Stated goal ->
Copy out every line of the listing below, replacing "marker" with "pin" wherever it appears and leaving everything else unchanged.

****

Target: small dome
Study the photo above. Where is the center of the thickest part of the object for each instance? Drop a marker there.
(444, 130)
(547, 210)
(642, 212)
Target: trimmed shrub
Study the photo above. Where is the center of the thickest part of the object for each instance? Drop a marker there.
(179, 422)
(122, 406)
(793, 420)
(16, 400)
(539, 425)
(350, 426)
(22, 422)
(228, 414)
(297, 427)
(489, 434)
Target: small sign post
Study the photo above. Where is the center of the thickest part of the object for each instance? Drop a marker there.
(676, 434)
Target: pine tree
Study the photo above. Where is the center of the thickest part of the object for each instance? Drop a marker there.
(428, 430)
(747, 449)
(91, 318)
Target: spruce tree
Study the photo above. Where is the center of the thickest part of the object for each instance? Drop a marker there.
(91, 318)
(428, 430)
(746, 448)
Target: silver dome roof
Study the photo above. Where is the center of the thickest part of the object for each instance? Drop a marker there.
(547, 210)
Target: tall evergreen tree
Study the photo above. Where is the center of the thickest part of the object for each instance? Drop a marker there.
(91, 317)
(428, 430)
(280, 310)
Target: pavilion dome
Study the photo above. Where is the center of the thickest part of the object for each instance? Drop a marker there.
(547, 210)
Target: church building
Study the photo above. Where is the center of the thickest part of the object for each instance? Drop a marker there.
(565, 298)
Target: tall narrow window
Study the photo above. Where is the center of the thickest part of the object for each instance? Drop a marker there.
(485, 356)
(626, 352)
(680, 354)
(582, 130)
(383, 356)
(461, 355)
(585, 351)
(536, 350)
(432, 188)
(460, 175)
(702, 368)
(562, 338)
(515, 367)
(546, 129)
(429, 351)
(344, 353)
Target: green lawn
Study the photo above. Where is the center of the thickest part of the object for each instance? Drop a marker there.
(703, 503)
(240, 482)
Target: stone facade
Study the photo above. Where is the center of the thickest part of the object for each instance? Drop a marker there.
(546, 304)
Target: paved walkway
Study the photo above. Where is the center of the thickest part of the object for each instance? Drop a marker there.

****

Task solution ->
Target: small dome
Study the photo above. Where is the center of the thickest part of the object for each instance? Drop a pin there.
(444, 130)
(547, 210)
(642, 212)
Target: trimmed shrub
Study the photo above. Where is the center of the thickest part of the object for each instance? Drop a pin there.
(179, 422)
(122, 406)
(793, 420)
(16, 400)
(539, 425)
(350, 426)
(22, 422)
(228, 414)
(297, 427)
(489, 434)
Target: small sign post
Study the photo above. Where is the center of the thickest part of the object for each instance? Drop a pin there.
(676, 434)
Target: pine tree
Study the photo above. Where is the center of the thickest part of the object for each instance? Drop a pin there.
(428, 430)
(747, 449)
(91, 318)
Target: spruce tree
Study the photo above. Where is the center of the thickest part of the object for each instance? Drop a pin there.
(91, 318)
(428, 430)
(746, 448)
Target: silver dome roof
Study the photo above. Where is the center of the thickest part of the object for each instance? Drop a pin there.
(547, 210)
Target: tall evergreen tree
Study the photo above. Where is the center of the thickest part of the object for each instance? Drop a pin there.
(91, 317)
(428, 430)
(280, 310)
Target: pavilion dome
Study the photo above. Where is the center of the thickest part of the object for each instance? Drop a pin there.
(547, 210)
Target: church building
Study the photo above. Where is the center of the thickest part of the object for each instance? Drop a pin there.
(565, 298)
Target: tall narrow window
Study the photo above. Where is the center of the thickest part of the object for each instance? Drop a pin there.
(485, 356)
(626, 352)
(680, 354)
(582, 130)
(383, 356)
(461, 355)
(585, 351)
(536, 350)
(432, 188)
(460, 175)
(702, 368)
(562, 338)
(515, 367)
(546, 129)
(429, 351)
(344, 353)
Target: green lawn
Study the photo above. Where is the center of the thickest part of the object for each instance? Drop a pin there.
(703, 503)
(240, 482)
Target: stone facade
Study the photo above. Where is the center of the thickest part of the object for each instance? Drop a pin there.
(546, 304)
Target: paved walkway
Study the photo above. Where is the center of the thickest part of the object for each instance? Drop a pin there.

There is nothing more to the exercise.